Dati di origine
◆ ◆ ◆ ◆

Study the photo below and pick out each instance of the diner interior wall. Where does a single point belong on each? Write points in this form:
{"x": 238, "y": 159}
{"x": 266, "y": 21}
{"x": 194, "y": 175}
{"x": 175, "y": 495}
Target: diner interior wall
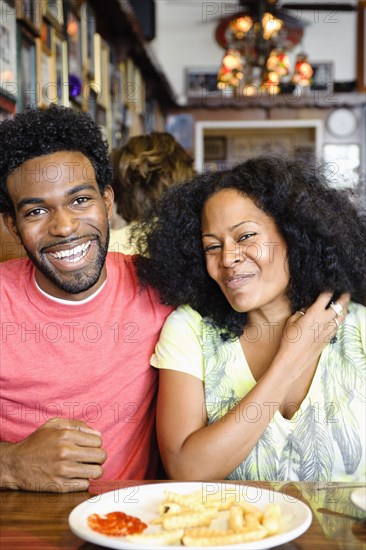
{"x": 185, "y": 37}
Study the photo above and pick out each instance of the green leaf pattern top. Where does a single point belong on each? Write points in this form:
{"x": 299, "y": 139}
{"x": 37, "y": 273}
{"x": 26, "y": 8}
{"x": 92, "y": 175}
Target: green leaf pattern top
{"x": 325, "y": 440}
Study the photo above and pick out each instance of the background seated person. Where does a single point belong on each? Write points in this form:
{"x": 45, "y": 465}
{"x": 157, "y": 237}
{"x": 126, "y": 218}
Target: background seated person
{"x": 262, "y": 366}
{"x": 143, "y": 169}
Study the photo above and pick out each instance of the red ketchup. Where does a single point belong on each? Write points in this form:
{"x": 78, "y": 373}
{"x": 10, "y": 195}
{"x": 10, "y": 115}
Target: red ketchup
{"x": 116, "y": 524}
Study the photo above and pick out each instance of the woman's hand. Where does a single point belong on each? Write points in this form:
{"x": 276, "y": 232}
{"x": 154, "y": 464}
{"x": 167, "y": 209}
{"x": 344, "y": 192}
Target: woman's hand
{"x": 307, "y": 333}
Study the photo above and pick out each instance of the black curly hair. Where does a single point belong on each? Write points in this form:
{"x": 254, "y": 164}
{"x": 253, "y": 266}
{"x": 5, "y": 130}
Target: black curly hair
{"x": 37, "y": 132}
{"x": 324, "y": 232}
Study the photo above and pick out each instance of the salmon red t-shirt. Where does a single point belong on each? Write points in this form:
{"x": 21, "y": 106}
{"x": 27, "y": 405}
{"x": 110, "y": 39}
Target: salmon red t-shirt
{"x": 89, "y": 362}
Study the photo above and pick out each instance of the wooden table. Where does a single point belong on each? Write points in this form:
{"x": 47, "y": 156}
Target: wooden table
{"x": 40, "y": 520}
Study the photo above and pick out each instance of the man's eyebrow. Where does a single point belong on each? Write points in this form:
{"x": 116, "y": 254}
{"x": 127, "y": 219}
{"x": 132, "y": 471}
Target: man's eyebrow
{"x": 37, "y": 200}
{"x": 81, "y": 187}
{"x": 29, "y": 201}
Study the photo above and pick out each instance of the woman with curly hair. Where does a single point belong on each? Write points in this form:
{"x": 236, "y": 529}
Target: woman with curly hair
{"x": 143, "y": 169}
{"x": 262, "y": 364}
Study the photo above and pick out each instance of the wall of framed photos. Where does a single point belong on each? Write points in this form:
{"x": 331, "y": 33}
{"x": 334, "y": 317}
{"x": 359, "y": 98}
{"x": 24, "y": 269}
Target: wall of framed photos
{"x": 52, "y": 51}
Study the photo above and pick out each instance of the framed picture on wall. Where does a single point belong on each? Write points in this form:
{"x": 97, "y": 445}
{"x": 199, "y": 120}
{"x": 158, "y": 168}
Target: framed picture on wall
{"x": 73, "y": 29}
{"x": 215, "y": 148}
{"x": 361, "y": 46}
{"x": 8, "y": 61}
{"x": 323, "y": 76}
{"x": 29, "y": 87}
{"x": 59, "y": 51}
{"x": 54, "y": 11}
{"x": 201, "y": 80}
{"x": 30, "y": 13}
{"x": 88, "y": 28}
{"x": 45, "y": 75}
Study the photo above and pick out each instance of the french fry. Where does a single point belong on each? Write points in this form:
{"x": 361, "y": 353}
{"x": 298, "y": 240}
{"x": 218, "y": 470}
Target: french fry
{"x": 189, "y": 501}
{"x": 157, "y": 539}
{"x": 270, "y": 520}
{"x": 236, "y": 519}
{"x": 187, "y": 519}
{"x": 250, "y": 509}
{"x": 219, "y": 502}
{"x": 225, "y": 538}
{"x": 252, "y": 521}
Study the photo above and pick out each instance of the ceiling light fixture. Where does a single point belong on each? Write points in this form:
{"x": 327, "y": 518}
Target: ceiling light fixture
{"x": 256, "y": 42}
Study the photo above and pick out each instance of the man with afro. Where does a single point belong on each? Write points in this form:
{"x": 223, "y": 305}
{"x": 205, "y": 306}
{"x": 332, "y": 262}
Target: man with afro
{"x": 77, "y": 390}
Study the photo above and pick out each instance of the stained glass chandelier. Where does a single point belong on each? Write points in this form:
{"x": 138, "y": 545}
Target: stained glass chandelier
{"x": 256, "y": 42}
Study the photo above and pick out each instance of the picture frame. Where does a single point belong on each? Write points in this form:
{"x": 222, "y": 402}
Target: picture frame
{"x": 215, "y": 148}
{"x": 30, "y": 13}
{"x": 60, "y": 69}
{"x": 73, "y": 32}
{"x": 323, "y": 76}
{"x": 7, "y": 108}
{"x": 45, "y": 80}
{"x": 361, "y": 46}
{"x": 88, "y": 29}
{"x": 101, "y": 83}
{"x": 29, "y": 90}
{"x": 8, "y": 57}
{"x": 201, "y": 80}
{"x": 343, "y": 164}
{"x": 53, "y": 10}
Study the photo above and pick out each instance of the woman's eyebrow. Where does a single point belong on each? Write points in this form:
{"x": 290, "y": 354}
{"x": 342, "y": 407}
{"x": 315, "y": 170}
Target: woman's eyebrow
{"x": 232, "y": 228}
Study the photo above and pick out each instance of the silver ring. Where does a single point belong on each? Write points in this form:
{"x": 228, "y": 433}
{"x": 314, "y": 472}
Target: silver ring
{"x": 337, "y": 308}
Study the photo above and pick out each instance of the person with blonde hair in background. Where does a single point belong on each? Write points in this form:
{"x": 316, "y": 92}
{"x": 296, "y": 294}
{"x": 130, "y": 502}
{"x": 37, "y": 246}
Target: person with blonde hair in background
{"x": 143, "y": 169}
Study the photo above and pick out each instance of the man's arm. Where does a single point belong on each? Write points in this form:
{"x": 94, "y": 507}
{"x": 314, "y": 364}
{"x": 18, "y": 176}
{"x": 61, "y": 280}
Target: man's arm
{"x": 60, "y": 456}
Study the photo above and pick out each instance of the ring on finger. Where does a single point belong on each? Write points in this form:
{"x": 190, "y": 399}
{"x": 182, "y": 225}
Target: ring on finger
{"x": 337, "y": 308}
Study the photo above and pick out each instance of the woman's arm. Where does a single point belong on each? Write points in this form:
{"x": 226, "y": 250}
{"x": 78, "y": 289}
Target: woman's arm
{"x": 190, "y": 448}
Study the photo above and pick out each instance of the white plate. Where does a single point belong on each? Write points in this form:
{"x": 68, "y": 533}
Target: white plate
{"x": 142, "y": 501}
{"x": 358, "y": 498}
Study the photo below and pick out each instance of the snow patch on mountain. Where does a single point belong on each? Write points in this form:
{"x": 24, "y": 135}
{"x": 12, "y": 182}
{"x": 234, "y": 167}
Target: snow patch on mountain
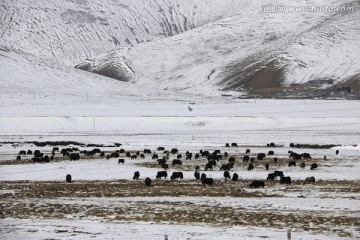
{"x": 252, "y": 50}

◆ ◆ ◆ ◆

* [OBIETTIVO]:
Sostituisci "pick out" con "locate" nelle righe che vanno da quella che contiene "the man's arm." fino all'ultima riga compresa, lasciando invariato tutto il resto. Riporta solo queste righe e ometti le immagini.

* [ESERCIZIO SVOLTO]:
Study the photo above and locate each instance of the man's arm. Where does a single point belong on each? Write points in this form:
{"x": 94, "y": 507}
{"x": 314, "y": 364}
{"x": 18, "y": 176}
{"x": 61, "y": 280}
Target: man's arm
{"x": 60, "y": 456}
Study the photo above and locate each instance of the ring on finger. Where does a single point belong on each? Write points in this form:
{"x": 190, "y": 399}
{"x": 182, "y": 225}
Target: ring on finger
{"x": 337, "y": 308}
Study the photo above and locate each instance of the woman's arm. Where does a single point belong on each? Write points in this form:
{"x": 226, "y": 250}
{"x": 78, "y": 289}
Target: woman's arm
{"x": 190, "y": 448}
Study the photo above and locate each instance of the white plate. Where does a single point belong on each? Write points in this form:
{"x": 68, "y": 533}
Target: white plate
{"x": 142, "y": 501}
{"x": 358, "y": 498}
Study the photo below and locate each instance of the snow patch on mountain. Where does a single point belong on each? Write points in this form:
{"x": 24, "y": 135}
{"x": 12, "y": 182}
{"x": 234, "y": 167}
Target: snow patch on mountain
{"x": 252, "y": 50}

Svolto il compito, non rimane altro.